Task requirements | Print exactly the lines from the one containing "Pass the picture above and point out the woman in white" through the last line of the listing, both included.

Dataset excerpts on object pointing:
====
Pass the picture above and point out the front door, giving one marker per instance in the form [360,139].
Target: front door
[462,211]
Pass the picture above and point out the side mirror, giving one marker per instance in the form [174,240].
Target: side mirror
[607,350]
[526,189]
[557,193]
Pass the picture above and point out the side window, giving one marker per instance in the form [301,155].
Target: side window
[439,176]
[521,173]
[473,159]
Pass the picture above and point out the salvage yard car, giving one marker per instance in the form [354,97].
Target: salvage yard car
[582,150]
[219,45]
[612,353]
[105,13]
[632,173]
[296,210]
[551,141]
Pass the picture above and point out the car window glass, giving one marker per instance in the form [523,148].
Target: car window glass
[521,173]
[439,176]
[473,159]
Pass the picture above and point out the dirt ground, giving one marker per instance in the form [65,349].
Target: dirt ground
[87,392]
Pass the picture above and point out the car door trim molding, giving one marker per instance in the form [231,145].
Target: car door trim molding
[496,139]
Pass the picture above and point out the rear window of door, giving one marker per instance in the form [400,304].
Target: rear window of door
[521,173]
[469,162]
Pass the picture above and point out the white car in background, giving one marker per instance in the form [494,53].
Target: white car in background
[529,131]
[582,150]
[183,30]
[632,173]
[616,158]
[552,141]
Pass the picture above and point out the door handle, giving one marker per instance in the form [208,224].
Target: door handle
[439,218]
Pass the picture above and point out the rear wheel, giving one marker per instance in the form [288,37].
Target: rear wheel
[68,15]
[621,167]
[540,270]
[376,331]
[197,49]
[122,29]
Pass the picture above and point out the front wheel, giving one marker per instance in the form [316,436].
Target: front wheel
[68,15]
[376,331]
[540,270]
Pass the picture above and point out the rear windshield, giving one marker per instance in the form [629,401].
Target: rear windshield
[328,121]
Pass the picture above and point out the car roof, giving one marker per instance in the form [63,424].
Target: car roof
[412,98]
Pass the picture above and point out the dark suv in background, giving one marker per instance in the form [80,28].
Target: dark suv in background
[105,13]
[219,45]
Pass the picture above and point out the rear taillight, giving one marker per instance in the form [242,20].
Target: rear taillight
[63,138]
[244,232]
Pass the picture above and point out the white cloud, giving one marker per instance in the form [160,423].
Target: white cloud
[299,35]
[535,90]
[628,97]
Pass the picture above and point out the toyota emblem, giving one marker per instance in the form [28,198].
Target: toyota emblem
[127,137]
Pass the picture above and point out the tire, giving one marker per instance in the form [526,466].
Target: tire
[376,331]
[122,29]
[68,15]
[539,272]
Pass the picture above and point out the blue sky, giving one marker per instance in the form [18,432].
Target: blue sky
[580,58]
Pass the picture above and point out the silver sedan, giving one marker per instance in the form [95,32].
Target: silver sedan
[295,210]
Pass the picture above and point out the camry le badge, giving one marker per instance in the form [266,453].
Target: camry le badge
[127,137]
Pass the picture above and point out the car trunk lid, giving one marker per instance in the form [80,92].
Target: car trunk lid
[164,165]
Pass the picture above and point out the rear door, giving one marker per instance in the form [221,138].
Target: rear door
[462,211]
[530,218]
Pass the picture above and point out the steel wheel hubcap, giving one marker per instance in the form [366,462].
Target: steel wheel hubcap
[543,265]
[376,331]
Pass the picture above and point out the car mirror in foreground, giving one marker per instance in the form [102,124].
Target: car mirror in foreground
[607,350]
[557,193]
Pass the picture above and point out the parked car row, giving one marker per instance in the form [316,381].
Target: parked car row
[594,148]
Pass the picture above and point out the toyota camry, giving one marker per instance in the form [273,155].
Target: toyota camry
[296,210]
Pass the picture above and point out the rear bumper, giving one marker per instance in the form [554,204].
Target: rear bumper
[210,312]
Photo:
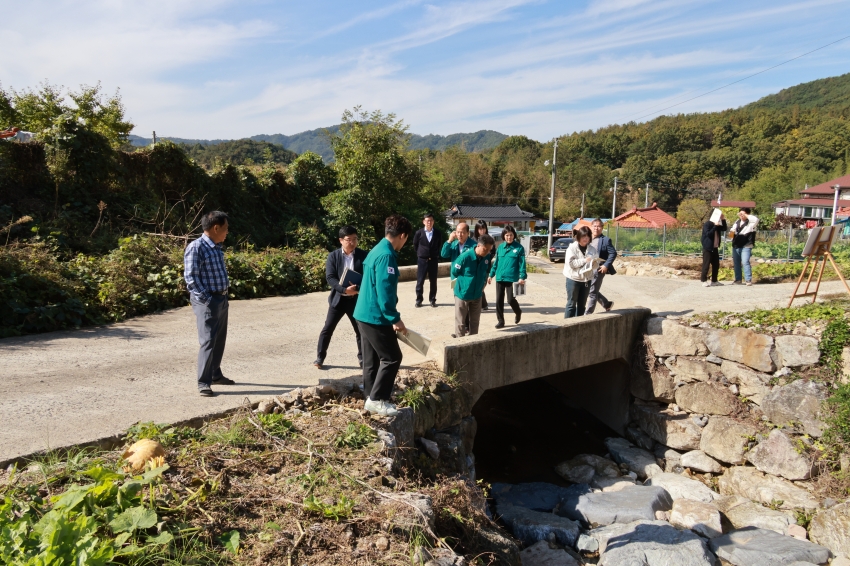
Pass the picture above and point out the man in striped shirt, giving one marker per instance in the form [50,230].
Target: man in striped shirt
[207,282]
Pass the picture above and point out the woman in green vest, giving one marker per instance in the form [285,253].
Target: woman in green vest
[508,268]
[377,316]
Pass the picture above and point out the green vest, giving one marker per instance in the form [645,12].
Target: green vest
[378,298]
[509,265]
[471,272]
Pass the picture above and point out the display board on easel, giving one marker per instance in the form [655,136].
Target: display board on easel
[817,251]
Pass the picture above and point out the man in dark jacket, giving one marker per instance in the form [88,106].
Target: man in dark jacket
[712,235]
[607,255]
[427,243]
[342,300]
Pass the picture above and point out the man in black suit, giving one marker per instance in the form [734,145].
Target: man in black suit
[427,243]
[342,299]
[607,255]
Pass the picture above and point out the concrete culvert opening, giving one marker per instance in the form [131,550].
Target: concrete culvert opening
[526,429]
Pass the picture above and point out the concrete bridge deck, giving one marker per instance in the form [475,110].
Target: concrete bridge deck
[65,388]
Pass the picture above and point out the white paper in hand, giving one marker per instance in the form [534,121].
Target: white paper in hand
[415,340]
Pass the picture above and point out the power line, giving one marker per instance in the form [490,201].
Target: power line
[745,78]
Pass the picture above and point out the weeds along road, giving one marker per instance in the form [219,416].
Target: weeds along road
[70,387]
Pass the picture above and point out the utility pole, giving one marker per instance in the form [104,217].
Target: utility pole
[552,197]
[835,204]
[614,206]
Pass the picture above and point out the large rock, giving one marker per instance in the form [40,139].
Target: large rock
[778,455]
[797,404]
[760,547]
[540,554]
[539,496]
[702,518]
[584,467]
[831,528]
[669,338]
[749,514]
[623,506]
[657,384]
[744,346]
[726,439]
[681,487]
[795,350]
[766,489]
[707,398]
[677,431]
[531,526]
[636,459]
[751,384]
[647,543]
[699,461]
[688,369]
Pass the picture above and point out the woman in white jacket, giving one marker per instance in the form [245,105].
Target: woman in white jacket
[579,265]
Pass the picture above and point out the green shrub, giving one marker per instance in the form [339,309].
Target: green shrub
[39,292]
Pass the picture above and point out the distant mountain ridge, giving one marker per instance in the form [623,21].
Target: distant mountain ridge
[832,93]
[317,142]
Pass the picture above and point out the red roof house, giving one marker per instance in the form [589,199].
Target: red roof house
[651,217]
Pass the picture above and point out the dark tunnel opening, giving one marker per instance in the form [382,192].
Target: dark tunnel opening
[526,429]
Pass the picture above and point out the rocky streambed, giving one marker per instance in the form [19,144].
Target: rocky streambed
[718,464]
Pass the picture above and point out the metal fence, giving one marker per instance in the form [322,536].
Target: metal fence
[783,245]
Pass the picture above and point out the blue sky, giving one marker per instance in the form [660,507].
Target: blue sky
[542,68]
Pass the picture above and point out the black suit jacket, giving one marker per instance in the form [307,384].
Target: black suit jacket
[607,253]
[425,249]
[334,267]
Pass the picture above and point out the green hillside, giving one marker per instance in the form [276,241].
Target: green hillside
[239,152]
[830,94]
====
Exercise result |
Pass the picture above and point out the woman in white jacket, giving one marker per instance in the form [245,105].
Target: woman in white jacket
[579,265]
Pass the picture above and point out the green shrub, giving one marker per instance in the form [339,309].
Target: green shrub
[39,292]
Pass the picture above and point out the distant mountain ridge, giving one marker per instance in the form [623,21].
Target: distant mountain ridge
[832,93]
[317,142]
Pass the picture above and point out the red roof house, giving one marker per instance in the form [589,199].
Target: red roof house
[651,217]
Pass the picture above and point out the dark tunnel opening, giving one marker per instance in the form [382,192].
Target: dark tunnel opening
[526,429]
Pass the picture above and point out the rocky streambed, giving one marker per instance in the form [19,144].
Target: rocky streambed
[718,464]
Pass the picture above and point out the metal fence, giving one marker per instance in the form [322,536].
Target: metal fence
[783,245]
Pass the picture above and point out the blue sky, giving one marker per instance in the form [660,507].
Target: blue sky
[542,68]
Pass the picture above and point out the black suit jacket, giving one marker per instance in the form [307,384].
Target: black suit jacket
[607,253]
[425,249]
[334,267]
Pass the picture above and point out the green hillside, giving one marker per instance in the form [276,241].
Target: green hillside
[239,152]
[830,94]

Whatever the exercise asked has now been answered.